### Entries provided

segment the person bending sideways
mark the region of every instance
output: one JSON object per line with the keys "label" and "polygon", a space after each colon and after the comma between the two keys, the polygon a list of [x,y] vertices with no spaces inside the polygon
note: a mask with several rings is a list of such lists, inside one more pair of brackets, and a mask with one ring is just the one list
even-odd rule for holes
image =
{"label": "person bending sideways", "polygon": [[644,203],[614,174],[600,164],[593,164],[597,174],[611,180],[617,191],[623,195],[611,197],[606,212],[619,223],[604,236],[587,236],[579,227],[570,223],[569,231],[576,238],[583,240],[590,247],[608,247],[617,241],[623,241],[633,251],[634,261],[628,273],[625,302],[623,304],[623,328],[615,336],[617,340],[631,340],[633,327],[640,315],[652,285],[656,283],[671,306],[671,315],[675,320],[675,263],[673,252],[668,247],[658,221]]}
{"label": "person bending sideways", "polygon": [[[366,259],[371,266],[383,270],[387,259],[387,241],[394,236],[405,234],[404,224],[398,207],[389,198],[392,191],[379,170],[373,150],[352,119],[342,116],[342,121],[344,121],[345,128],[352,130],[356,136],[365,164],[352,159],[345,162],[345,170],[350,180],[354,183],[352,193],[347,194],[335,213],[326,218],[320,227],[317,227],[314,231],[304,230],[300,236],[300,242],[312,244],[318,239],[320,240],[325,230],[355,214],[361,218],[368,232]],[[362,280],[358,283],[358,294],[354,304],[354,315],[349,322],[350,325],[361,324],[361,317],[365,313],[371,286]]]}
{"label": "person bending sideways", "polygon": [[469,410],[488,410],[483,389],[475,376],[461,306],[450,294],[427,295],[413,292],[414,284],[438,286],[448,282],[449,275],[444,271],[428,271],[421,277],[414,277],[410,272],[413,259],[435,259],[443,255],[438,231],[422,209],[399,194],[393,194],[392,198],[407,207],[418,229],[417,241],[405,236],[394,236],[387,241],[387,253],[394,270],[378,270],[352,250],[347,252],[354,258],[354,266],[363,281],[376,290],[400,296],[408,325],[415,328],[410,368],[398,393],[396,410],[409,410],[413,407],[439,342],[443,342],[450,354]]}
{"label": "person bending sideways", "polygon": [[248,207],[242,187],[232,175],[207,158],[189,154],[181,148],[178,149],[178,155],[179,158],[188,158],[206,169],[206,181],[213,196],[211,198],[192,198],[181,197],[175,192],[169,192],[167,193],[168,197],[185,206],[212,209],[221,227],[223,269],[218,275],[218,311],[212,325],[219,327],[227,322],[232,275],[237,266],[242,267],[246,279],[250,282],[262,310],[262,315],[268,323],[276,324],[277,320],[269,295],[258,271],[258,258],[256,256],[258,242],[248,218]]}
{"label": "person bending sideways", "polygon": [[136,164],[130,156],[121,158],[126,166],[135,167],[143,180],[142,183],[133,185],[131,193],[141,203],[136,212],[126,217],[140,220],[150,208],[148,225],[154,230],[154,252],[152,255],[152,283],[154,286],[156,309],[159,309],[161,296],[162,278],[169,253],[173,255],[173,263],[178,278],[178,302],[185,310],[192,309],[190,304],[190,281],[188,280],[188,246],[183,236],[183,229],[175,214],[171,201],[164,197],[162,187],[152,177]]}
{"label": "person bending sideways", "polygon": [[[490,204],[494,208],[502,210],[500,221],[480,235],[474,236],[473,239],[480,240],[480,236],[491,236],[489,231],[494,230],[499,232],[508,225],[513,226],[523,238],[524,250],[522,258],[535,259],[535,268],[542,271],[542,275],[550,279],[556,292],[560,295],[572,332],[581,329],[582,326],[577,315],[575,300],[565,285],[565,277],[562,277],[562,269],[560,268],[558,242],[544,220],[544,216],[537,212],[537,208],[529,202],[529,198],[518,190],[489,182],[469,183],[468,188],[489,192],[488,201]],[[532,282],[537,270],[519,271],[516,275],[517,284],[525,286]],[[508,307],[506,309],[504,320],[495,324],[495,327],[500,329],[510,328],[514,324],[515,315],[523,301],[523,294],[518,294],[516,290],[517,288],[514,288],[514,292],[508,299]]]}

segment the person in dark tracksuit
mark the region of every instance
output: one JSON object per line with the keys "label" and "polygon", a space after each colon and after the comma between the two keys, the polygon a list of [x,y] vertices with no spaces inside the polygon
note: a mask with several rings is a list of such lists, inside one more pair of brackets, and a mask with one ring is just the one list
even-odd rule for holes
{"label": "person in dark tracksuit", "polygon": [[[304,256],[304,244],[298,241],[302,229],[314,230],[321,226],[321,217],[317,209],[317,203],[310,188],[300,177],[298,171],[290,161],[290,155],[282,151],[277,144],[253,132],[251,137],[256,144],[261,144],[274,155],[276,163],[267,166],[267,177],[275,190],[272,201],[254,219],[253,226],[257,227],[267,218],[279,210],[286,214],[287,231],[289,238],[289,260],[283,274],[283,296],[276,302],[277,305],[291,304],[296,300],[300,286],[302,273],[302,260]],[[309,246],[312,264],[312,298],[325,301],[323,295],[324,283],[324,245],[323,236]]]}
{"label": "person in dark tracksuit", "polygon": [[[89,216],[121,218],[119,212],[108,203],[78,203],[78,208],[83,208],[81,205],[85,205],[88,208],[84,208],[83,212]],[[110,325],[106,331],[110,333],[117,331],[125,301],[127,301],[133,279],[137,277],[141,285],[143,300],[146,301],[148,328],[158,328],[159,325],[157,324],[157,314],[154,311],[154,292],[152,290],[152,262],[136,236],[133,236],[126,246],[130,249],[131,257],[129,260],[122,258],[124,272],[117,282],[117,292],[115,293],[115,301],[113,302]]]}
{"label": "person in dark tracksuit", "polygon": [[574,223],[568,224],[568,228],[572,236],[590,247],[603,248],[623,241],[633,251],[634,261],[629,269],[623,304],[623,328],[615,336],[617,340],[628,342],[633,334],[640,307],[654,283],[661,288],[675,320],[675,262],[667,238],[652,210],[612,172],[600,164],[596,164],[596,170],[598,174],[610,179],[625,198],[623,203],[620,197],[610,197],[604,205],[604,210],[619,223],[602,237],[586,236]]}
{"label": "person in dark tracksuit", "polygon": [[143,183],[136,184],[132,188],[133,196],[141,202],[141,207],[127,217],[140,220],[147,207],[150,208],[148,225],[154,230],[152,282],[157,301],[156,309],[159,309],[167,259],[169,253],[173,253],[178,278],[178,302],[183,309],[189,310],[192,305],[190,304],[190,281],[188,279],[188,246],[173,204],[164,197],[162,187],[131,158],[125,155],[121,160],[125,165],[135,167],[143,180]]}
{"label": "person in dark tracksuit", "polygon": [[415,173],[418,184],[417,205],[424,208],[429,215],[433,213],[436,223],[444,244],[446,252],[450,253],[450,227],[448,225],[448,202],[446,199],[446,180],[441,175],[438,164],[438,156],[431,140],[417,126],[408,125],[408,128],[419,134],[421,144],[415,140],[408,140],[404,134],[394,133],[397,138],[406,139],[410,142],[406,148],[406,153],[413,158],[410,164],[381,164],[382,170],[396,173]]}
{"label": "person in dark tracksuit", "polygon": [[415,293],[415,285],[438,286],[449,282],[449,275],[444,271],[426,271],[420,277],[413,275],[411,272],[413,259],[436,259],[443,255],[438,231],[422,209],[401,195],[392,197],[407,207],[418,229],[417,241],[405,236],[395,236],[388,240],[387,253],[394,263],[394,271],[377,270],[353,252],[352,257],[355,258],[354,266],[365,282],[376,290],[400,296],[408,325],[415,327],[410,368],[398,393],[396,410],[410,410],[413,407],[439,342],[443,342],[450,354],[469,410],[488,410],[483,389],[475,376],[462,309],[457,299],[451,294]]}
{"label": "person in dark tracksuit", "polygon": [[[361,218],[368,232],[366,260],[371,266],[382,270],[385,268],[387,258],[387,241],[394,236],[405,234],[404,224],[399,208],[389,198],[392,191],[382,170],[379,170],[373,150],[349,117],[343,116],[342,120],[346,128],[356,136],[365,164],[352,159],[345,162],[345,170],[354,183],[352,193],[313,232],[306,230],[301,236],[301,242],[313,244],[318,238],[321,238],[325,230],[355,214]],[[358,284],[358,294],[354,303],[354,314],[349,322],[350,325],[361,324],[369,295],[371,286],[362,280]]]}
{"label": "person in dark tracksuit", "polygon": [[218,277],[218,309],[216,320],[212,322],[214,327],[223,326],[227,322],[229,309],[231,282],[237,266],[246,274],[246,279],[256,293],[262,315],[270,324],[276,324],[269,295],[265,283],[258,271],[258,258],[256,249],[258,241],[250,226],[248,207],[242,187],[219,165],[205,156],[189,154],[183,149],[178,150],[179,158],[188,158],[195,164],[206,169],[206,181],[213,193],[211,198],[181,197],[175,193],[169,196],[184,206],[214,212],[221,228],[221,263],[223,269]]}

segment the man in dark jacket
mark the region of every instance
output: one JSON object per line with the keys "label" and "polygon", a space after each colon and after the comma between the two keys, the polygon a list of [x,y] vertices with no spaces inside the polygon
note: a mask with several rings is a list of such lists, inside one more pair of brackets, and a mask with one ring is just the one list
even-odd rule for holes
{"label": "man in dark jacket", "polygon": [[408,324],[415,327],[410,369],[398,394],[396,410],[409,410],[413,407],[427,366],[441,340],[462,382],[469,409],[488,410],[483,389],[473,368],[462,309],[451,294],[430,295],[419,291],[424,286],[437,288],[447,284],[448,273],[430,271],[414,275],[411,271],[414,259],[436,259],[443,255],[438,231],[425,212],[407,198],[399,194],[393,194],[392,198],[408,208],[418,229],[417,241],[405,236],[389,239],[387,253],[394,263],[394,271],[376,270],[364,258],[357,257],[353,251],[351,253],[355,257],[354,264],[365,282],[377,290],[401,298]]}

### Exercise
Please quote the lines of the material verbatim, starting at the line that contains "segment the man in dark jacket" and ending with the last line of the material.

### Output below
segment the man in dark jacket
mark the region of every instance
output: one JSON object per line with the keys "label" and "polygon", a space after each colon and after the comma between the two keys, the polygon a list of [x,y] vertices with no spaces inside the polygon
note: a mask with several rings is a list of such lists, inside one more pair of brackets, and a mask with one ring is just the one list
even-odd rule for holes
{"label": "man in dark jacket", "polygon": [[408,324],[415,327],[410,369],[398,394],[396,410],[409,410],[413,407],[427,366],[441,340],[462,382],[469,409],[488,410],[483,389],[473,368],[462,309],[451,294],[430,295],[419,291],[424,286],[437,288],[447,284],[448,273],[430,271],[414,275],[411,271],[414,259],[436,259],[443,255],[438,231],[425,212],[407,198],[399,194],[393,194],[392,198],[408,208],[418,229],[417,241],[405,236],[389,239],[387,253],[394,263],[394,271],[376,270],[364,258],[357,257],[353,251],[351,253],[355,257],[354,264],[365,282],[377,290],[401,298]]}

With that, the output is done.